= EXTRAIT CHOISI =
Pourquoi pourrait-on refaire une année x fois? Pourquoi un élève renvoyé d’un lycée doit-il être pris par le suivant et peut-il faire une véritable „tournée des Grands-ducs“ du pays?
Pourquoi l’éducation artistique et le sport sont-ils les parents pauvres de nos écoles et lycées?
Pourquoi faudrait-il soudainement privilégier les sciences et les mathématiques au détriment des humanités? Les deux se valent et chaque jeune est différent.
Et surtout: pourquoi les enseignants ne sont-ils pas entendus et suivis quand si nombreux, et malgré les pressions qui ont été exercées sur les directeurs d’établissements, ils protestent, manifestent, dénoncent?
Un enseignement sans professeur pour y croire? Drôle d’idée.
Si la jeunesse est toujours le garant de l’avenir d’un pays, alors il serait grand temps de changer de méthode. Ce n’est ni en se calquant sur des schémas étrangers, en particulier scandinaves, qui ne conviennent pas aux spécificités locales, ni en abaissant dramatiquement le niveau que l’on assure les lendemains.
Il faudrait avoir le courage d’admettre que le Luxembourg a besoin:
a) d’élites,
b) d’un socle de bons futurs artisans et techniciens,
c) de l’intelligence des enfants venus d’autres horizons.
Pour l’instant, aucun des trois objectifs n’est assuré.

= CONSIGNES =
**1.** Recopiez sans rien changer le passage de l'extrait sur l'enseignement qui va de « Pourquoi pourrait-on refaire » à « protestent, manifestent, dénoncent? ».
**2.** Dressez la liste de tout ce dont le Luxembourg a besoin selon l'extrait sur l'enseignement.

= LISTE DES DONNÉES =
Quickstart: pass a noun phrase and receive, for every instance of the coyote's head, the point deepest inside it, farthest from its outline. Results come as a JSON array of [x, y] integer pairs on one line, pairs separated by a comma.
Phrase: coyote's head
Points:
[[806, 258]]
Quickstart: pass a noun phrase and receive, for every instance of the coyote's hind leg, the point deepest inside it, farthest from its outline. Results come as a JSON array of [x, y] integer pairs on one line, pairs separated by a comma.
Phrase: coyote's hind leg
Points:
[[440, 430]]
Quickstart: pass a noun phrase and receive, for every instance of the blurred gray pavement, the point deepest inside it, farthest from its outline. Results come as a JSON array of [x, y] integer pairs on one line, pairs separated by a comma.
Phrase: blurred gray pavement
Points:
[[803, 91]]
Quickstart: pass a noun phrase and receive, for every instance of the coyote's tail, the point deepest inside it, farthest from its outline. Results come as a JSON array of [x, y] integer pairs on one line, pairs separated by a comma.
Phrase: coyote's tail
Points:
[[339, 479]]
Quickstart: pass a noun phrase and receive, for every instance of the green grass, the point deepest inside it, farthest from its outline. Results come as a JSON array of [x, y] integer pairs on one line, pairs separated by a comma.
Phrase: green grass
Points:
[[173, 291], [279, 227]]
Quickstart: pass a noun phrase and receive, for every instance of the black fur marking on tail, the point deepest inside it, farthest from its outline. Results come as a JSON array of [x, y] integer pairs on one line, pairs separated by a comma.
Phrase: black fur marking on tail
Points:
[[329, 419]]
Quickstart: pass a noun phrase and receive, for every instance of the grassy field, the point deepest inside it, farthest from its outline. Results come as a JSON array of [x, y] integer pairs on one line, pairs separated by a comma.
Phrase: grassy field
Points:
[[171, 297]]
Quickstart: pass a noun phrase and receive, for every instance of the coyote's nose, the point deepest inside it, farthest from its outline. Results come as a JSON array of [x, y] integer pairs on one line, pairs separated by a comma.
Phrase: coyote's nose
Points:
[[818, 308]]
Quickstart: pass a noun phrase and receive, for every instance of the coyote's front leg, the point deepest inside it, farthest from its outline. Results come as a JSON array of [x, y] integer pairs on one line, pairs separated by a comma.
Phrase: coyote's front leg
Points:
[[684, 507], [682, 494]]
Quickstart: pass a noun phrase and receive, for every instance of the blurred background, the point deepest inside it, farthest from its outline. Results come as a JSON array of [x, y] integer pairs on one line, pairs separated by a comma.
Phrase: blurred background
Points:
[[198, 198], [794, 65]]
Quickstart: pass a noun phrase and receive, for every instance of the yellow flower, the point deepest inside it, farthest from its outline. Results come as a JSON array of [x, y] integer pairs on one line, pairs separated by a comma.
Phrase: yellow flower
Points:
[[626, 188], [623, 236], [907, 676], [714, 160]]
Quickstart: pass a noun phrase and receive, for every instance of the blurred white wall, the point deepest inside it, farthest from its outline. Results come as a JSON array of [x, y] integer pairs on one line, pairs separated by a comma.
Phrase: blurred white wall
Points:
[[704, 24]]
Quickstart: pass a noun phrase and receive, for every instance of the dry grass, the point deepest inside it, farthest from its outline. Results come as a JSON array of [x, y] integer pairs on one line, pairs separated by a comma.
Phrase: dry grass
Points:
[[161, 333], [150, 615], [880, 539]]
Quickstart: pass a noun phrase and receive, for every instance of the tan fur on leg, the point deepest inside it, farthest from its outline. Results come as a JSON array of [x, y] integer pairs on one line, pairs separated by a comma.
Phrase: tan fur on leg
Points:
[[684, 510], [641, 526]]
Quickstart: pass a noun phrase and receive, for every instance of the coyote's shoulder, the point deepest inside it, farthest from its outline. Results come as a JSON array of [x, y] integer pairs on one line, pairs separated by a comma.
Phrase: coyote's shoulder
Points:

= RÉPONSES PAR CONSIGNE =
**1.**
Pourquoi pourrait-on refaire une année x fois? Pourquoi un élève renvoyé d’un lycée doit-il être pris par le suivant et peut-il faire une véritable „tournée des Grands-ducs“ du pays?
Pourquoi l’éducation artistique et le sport sont-ils les parents pauvres de nos écoles et lycées?
Pourquoi faudrait-il soudainement privilégier les sciences et les mathématiques au détriment des humanités? Les deux se valent et chaque jeune est différent.
Et surtout: pourquoi les enseignants ne sont-ils pas entendus et suivis quand si nombreux, et malgré les pressions qui ont été exercées sur les directeurs d’établissements, ils protestent, manifestent, dénoncent?

**2.**
- des élites
- un socle de bons futurs artisans et techniciens
- l'intelligence des enfants venus d'autres horizons